The task :: Copy the line with "task | place a marker on each instance of the relaxer" and all lines following it through the last line of the entries, exactly as written.

[Excerpts of pointing data]
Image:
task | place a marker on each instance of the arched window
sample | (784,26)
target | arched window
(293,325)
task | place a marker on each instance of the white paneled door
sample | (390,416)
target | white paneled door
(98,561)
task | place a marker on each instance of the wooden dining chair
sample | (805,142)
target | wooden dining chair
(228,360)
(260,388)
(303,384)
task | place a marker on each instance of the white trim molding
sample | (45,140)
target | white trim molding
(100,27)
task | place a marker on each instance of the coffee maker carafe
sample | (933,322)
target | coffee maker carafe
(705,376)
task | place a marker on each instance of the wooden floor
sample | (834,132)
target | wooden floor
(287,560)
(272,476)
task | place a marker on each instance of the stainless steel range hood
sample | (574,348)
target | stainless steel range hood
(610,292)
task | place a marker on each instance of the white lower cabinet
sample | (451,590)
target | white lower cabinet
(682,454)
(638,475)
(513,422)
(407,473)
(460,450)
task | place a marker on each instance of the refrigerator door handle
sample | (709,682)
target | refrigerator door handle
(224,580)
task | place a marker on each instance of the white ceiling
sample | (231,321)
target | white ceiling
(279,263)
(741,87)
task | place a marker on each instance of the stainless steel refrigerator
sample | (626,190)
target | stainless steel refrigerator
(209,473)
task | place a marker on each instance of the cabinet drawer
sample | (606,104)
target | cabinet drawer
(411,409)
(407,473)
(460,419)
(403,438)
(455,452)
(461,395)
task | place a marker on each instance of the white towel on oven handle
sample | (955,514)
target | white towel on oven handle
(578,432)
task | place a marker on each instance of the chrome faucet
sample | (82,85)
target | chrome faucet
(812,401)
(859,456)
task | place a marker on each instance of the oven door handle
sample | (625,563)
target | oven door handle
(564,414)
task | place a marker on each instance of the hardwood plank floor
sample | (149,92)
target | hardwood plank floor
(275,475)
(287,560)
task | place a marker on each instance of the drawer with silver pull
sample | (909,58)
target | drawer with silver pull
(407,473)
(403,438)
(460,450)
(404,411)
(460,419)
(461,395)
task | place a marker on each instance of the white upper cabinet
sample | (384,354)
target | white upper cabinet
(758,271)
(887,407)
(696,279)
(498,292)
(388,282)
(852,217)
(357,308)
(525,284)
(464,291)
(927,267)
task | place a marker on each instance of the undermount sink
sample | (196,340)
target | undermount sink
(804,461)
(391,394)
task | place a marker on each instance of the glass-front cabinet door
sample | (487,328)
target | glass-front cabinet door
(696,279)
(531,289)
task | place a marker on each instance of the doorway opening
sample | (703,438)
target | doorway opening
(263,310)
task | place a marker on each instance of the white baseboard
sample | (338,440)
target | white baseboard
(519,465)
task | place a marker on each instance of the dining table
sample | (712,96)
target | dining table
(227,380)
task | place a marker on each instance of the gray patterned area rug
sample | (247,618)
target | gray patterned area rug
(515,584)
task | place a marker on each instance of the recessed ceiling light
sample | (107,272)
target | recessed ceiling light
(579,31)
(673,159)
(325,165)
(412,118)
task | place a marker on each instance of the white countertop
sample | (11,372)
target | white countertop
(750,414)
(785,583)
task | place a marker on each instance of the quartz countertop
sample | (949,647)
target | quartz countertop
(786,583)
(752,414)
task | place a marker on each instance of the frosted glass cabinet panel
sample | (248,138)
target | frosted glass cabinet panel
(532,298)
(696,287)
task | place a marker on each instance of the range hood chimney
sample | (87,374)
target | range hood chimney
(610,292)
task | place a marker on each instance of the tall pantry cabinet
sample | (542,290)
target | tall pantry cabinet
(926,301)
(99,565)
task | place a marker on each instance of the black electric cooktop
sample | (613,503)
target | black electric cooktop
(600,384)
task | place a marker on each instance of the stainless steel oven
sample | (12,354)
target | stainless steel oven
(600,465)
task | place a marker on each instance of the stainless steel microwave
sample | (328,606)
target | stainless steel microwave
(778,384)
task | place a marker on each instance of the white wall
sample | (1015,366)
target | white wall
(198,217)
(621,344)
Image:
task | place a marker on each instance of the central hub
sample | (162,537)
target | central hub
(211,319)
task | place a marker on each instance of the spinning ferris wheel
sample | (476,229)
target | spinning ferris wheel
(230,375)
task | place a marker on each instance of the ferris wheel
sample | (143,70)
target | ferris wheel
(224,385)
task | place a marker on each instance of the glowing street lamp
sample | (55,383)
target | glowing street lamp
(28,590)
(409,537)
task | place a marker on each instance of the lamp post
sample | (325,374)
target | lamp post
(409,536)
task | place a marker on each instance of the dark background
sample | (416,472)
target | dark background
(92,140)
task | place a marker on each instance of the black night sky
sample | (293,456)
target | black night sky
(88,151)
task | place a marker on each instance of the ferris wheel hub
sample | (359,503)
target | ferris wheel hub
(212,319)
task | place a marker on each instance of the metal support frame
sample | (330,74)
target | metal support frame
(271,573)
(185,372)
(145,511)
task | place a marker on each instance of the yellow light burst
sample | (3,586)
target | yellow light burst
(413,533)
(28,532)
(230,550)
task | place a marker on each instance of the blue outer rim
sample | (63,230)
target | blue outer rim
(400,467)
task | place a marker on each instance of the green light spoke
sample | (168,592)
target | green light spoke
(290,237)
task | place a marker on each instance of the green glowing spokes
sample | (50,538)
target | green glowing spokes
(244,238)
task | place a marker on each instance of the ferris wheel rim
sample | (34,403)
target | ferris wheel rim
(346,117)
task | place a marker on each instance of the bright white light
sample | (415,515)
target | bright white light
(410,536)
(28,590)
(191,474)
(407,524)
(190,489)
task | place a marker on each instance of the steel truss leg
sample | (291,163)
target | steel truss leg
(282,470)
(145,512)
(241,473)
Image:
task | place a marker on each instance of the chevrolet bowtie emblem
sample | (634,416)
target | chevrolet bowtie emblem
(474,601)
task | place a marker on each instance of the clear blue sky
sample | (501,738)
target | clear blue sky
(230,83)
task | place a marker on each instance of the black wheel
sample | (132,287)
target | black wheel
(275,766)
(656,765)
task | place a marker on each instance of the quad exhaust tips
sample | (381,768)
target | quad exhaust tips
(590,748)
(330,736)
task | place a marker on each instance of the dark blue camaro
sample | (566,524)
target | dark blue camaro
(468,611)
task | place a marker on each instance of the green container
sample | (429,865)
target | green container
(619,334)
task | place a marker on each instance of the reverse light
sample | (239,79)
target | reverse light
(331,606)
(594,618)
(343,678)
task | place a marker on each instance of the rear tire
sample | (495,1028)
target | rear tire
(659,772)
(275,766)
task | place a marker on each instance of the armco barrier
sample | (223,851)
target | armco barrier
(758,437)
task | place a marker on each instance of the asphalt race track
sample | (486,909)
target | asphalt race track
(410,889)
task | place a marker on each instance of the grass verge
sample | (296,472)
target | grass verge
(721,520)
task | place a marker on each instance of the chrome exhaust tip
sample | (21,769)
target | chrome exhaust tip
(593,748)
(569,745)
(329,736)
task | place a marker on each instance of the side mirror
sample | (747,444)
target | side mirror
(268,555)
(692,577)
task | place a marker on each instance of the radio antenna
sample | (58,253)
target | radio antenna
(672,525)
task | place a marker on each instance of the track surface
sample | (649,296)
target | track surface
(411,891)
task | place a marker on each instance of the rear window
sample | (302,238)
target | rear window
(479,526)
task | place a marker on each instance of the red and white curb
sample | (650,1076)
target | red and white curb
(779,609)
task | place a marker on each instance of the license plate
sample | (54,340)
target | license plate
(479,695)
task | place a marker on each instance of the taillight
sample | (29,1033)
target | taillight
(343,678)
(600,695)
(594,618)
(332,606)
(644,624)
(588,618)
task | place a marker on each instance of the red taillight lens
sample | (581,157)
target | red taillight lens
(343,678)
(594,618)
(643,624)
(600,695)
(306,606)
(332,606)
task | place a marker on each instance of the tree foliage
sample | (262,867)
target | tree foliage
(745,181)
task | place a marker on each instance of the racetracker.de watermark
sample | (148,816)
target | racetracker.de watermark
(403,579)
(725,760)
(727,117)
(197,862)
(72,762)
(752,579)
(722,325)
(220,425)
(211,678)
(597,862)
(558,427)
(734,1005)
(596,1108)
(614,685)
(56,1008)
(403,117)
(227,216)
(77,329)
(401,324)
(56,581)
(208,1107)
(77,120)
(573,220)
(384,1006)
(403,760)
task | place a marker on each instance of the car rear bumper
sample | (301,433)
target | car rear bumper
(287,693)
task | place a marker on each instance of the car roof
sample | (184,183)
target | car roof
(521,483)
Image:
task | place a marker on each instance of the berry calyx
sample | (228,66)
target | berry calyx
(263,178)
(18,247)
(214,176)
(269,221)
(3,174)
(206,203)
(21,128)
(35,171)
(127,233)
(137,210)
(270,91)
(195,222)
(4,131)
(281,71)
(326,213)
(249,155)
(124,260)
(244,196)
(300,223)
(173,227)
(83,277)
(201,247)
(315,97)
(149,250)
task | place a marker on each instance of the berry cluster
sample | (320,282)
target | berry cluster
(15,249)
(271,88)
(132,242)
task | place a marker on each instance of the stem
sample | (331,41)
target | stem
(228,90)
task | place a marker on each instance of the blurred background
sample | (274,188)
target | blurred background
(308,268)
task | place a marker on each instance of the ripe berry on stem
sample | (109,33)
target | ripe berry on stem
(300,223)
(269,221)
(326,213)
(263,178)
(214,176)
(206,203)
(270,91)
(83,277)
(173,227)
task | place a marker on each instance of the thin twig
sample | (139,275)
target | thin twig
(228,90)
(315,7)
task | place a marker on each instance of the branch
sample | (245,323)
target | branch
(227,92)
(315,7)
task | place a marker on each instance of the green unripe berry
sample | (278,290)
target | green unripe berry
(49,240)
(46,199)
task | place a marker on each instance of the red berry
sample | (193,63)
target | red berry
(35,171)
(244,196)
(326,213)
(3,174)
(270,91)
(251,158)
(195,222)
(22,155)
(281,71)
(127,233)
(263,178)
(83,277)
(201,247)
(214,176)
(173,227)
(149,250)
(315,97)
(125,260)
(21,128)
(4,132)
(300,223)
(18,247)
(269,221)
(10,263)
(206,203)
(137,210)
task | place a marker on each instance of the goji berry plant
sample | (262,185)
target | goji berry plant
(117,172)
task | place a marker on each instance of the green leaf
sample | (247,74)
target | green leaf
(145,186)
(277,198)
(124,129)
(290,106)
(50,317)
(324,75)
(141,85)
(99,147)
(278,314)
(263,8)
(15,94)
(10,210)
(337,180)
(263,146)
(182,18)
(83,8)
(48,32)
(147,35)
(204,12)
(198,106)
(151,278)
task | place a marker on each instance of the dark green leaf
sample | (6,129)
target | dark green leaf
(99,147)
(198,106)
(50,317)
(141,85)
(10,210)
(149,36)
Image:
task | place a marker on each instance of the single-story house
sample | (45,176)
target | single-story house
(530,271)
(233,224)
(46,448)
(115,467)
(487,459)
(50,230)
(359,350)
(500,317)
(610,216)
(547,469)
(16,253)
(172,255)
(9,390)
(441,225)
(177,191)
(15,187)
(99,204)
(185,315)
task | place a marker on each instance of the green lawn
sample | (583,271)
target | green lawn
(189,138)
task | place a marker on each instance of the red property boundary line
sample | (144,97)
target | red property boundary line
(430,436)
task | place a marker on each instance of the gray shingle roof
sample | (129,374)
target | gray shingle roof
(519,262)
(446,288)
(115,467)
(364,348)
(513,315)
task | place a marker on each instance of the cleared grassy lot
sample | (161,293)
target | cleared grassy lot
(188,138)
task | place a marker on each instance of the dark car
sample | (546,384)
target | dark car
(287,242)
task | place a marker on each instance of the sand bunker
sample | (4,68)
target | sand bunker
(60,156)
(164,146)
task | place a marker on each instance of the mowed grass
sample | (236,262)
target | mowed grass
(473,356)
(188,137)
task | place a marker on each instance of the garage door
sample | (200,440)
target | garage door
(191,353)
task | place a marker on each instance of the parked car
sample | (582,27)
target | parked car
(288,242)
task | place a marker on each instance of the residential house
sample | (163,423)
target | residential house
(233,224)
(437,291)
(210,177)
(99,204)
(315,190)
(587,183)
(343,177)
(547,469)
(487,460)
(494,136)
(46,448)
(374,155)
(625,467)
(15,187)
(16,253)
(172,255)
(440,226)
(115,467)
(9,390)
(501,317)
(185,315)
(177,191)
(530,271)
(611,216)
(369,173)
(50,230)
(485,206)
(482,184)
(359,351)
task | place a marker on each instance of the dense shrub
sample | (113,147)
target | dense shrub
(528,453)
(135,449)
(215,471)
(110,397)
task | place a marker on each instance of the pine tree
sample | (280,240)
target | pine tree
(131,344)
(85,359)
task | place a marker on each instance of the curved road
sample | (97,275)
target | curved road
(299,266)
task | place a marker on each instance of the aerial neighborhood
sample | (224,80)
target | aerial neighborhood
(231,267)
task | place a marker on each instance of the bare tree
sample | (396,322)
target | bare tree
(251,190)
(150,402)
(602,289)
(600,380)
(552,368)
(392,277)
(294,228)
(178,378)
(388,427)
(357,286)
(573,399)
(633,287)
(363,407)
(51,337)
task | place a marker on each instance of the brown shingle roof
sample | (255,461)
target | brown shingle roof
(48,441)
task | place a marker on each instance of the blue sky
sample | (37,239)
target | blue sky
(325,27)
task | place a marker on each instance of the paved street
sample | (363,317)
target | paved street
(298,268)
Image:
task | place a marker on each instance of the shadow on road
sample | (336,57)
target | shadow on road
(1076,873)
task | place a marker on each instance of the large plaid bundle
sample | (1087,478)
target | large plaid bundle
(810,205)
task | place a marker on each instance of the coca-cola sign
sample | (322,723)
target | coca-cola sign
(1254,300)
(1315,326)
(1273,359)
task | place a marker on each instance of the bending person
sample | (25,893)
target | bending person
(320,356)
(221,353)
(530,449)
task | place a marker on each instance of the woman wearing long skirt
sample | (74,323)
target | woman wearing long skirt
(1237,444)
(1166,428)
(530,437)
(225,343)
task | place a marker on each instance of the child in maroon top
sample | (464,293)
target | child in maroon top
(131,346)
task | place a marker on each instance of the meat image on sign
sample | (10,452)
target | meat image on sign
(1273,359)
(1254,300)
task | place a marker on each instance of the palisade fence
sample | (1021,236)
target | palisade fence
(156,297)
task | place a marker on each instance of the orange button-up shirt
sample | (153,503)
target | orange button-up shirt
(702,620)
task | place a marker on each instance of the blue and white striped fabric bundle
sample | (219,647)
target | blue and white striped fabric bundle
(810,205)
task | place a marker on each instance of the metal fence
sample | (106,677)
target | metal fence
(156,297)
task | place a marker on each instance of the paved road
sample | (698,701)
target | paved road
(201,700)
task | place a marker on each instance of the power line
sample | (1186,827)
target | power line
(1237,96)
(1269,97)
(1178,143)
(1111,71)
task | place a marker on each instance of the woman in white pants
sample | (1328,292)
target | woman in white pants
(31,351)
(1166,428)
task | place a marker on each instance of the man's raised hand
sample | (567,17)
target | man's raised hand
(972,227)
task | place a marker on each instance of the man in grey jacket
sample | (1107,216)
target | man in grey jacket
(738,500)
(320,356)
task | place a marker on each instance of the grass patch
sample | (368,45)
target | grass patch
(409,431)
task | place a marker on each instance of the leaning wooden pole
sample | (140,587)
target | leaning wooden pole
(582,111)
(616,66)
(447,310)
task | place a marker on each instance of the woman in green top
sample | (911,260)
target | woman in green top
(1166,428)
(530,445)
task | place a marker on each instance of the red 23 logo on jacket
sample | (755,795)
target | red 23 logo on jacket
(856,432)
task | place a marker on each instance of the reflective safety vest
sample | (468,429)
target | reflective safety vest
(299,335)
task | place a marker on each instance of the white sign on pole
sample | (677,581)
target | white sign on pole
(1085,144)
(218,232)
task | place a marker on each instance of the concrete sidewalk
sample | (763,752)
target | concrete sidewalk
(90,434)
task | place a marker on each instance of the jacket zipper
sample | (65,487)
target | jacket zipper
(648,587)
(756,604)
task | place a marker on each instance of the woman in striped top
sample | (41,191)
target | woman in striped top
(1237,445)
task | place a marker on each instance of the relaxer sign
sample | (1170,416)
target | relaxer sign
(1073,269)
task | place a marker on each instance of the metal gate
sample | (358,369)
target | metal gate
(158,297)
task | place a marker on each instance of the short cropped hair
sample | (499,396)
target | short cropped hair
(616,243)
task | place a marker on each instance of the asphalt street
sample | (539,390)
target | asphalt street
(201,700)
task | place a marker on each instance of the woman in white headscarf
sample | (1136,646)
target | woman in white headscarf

The response ::
task | place a marker on each instance of the relaxer sign
sample | (1170,416)
target | relaxer sign
(1073,269)
task | place a marker on each instance of the metal gate
sample | (358,369)
target | metal gate
(158,297)
task | place a marker on each instance of the short cropped hair
sample | (499,396)
target | short cropped hair
(616,243)
task | place a marker on each instance of the asphalt street
sample | (539,390)
target | asphalt street
(201,700)
task | place a marker on each instance of the woman in white headscarf
sample | (1136,646)
target | woman in white headscarf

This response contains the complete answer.